### Trecho fornecido
^^^^
Vale observar, mais uma vez, o papel da memória nessa construção de opulência do território que se estabelece a partir dos grandes feitos e feitores. Benta Pereira e Mariana Barreto, sua filha, demarcam, por exemplo, os conflitos pelas terras da antiga capitania da cidade ainda em 1748, quando estiveram à frente das rebeliões contra a Coroa. Nina Arueira, contudo, consagra-se como a jovem literata e militante, num contexto de rupturas e reorganizações políticas do começo do século XX, sendo nome disputado para autoidentificação tanto do movimento comunista quanto espírita (Carneiro, 2002). Já José do Patrocínio e Nilo Peçanha confluem no imaginário regional com suas importâncias nacionais, sendo, por isso, os dois nomes mais rememorados na cidade. Ambos alcançaram valiosa repercussão nos movimentos republicanos e abolicionistas do XIX e XX, ocupando lugar na política local e nacional, onde ressalta-se a ocupação da presidência do país por Peçanha em 1909. Portanto, são resgatados como vultos exatamente por corroborarem a representação de cidade heroica que se relaciona e disputa com as grandes demandas nacionais.
Não se trata aqui de retirar a contribuição da cidade de Campos dos contextos em que realmente teve considerável participação, até porque, com as novas abordagens sobre o que compreende a história nacional, agora ampliada sobre as micro-análises, as importâncias de outras regiões, que não capitais, estão sendo constantemente desveladas e reconsideradas. Por isso mesmo, propomos rever o movimento tenentista a partir da cidade, compreendendo seu valor histórico, mas, sobretudo, suas condições em historicidade. Isso significa cartografar as linhas de força que abrem espaço para essas participações e, principalmente, sua reciclagem como narrativa para usos da posteridade.
A correlação temática entre o currículo comum nacional e municipal a ser exposta, dá-se sumariamente na discussão de temas como “primeira república”, “tenentismo”, “revolução de 30” e “segunda república”, pontos substanciais no conteúdo de Brasil para o 9° ano e que se insere na habilidade EF09HI02 da BNCC, na qual deve-se “caracterizar e compreender os ciclos da história republicana, identificando particularidades da história local e regional até 1954”. Contudo, como também já determinado na última seção, estabelecer tal correspondência requer de antemão repensar os objetivos atrelados ao ensino de história regional ou local, de modo a não confundi-las com a reprodução de uma história nacional oficial, por meio da transmissão do simples somatório de acontecimentos e nomes canonizados. Procedimento este que parece recorrente no ensino de conteúdos programáticos, como o pautado na lei n. 8.214/2011, onde não há qualquer menção sobre como e por que devem ser articulados em sala de aula vultos como José do Patrocínio, Benta Pereira, Mariana Barreto, Nina Arueira ou Nilo Peçanha, e que certamente arrisca esbarrar numa memória regionalista camuflada como aprimoramento da cultura local e promoção da cidadania, por meio da ideia de identificação. Sobre este ponto especificamente, cabe ainda considerar que, quando se trata de estabelecer essas relações de identificação por meio de atributos históricos do local e da região, entre o aluno e seu entorno, na maioria das vezes o que se faz é tudo menos tratar da sua própria realidade. O que se deve propor, nesses casos, é mais uma associação histórica pautada no aprofundamento historiográfico e menos na elevação de identidades seletivas a certos grupos, deixando clara a interlocução das classes sociais e políticas destes últimos.
^^^^
Entradas de dados coletados

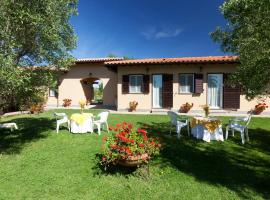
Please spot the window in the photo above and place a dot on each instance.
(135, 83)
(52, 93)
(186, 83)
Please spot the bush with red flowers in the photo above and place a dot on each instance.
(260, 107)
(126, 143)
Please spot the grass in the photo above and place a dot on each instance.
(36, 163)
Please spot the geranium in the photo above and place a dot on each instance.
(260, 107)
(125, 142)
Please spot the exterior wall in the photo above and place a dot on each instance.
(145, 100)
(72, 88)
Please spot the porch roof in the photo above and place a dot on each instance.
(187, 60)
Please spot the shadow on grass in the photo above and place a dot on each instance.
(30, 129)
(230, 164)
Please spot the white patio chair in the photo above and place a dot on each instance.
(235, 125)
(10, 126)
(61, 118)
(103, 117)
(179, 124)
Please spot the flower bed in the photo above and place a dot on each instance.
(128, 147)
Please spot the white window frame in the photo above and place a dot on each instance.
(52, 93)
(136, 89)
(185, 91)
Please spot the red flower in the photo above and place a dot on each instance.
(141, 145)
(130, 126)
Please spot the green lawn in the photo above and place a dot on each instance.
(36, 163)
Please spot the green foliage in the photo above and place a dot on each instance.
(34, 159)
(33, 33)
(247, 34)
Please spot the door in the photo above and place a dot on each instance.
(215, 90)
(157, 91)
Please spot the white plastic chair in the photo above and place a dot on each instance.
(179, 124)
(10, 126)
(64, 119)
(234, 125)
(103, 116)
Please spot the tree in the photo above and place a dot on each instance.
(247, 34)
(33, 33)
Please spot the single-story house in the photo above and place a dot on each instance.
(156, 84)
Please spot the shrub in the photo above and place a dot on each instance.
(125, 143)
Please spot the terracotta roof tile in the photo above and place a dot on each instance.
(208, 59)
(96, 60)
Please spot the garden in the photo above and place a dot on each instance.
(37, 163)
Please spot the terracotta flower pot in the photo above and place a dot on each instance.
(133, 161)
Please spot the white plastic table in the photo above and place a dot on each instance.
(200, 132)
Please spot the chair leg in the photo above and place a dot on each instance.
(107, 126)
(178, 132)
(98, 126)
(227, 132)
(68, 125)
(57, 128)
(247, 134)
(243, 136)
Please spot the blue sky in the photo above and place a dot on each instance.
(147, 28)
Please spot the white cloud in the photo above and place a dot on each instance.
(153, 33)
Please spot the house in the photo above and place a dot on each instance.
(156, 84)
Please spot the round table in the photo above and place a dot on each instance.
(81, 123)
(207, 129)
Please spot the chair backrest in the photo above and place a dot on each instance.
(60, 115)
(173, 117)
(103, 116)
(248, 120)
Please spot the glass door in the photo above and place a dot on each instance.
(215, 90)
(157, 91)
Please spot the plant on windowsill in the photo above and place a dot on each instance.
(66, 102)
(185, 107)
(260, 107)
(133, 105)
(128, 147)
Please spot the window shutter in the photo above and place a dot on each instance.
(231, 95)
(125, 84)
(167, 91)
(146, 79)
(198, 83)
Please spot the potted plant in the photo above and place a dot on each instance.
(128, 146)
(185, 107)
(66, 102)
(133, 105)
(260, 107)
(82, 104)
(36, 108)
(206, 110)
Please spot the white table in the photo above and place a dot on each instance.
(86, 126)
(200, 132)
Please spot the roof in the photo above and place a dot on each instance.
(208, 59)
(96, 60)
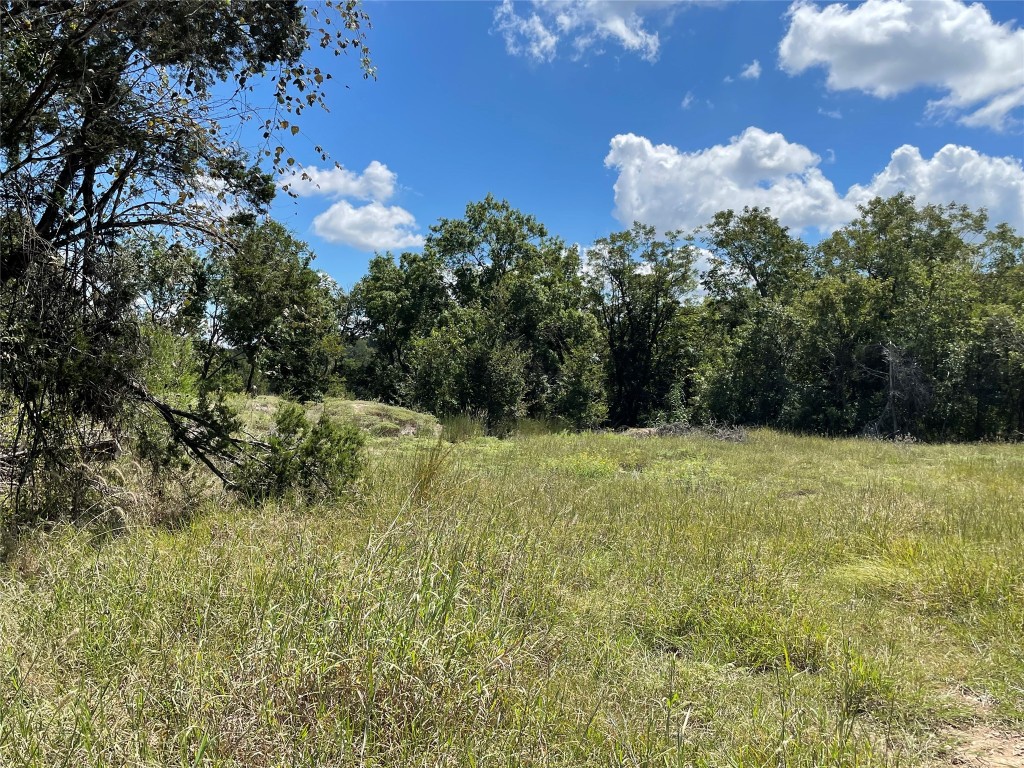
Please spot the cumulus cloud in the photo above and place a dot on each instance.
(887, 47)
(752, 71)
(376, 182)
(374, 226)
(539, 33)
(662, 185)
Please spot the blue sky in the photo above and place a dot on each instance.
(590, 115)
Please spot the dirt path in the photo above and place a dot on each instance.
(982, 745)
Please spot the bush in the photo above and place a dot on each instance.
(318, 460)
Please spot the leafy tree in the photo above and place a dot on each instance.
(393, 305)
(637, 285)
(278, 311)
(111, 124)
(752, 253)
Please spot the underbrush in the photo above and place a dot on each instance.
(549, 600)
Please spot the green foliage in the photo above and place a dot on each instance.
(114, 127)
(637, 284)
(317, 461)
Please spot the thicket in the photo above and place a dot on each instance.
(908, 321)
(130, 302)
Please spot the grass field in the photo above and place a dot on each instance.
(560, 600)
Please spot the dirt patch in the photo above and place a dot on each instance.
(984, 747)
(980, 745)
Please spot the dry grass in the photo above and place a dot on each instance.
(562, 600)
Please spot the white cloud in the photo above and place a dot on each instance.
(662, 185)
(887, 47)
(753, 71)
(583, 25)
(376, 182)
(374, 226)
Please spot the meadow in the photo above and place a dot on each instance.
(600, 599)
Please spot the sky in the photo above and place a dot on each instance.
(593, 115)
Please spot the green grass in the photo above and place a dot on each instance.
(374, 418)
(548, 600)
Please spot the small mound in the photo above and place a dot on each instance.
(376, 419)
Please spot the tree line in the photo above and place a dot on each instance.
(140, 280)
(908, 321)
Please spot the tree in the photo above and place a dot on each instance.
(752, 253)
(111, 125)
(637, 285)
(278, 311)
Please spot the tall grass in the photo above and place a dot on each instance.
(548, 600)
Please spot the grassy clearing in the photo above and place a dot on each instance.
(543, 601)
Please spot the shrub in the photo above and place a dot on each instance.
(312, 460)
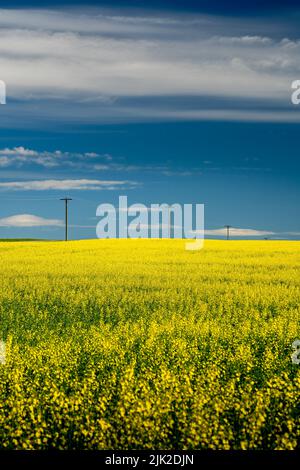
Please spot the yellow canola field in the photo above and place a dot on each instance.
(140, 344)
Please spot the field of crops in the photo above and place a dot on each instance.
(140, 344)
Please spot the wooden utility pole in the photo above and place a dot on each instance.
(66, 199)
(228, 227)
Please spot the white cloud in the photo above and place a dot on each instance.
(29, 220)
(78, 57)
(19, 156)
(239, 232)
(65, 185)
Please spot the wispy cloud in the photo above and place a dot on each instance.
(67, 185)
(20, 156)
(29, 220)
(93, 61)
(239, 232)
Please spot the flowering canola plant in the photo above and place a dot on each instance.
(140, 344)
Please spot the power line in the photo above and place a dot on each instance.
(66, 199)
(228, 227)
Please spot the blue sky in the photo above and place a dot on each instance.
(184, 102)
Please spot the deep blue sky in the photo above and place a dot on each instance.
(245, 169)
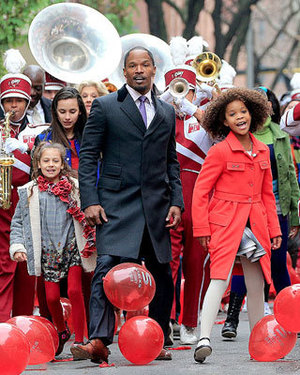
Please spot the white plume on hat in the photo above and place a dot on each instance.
^^^^
### Suas tarefas
[A] Localize nas linhas de dados cada linha que contenha a palavra "bush" e copie-a, diferenciando maiúsculas de minúsculas.
[B] Escreva o que vem em seguida no trecho sobre o ensino de história local em Campos, a partir da última frase dele.

### Respostas por tarefa
[A]
Please spot the bush with red flowers in the photo above and place a dot on each instance.
Please spot the bush in the photo above and place a dot on each instance.

[B]
Portanto, este trabalho visa propiciar paralelos a partir da atuação de Godofredo Tinoco em sua inserção local, regional e nacional, partindo do debate acerca da própria identidade regional penetrada nos currículos municipais, que alavanca esses vultos sem adequá-los na construção de um saber histórico escolar que dialogue com a historiografia. Este atributo se torna essencial para nossa discussão dado que
a história escolar é uma construção social produzida por elaborações e reelaborações constantes de conhecimentos produzidos a partir das relações e interações entre as culturas escolar, política e histórica; com os livros didáticos; com outros saberes que não apenas os históricos e muito menos circunscritos aos formais; com as ideias sobre a história que circulam em novelas, filmes, jogos etc.; e, não menos importante, com a história pública (história de grande circulação, ou de massa). (Silva, 2019, p. 52)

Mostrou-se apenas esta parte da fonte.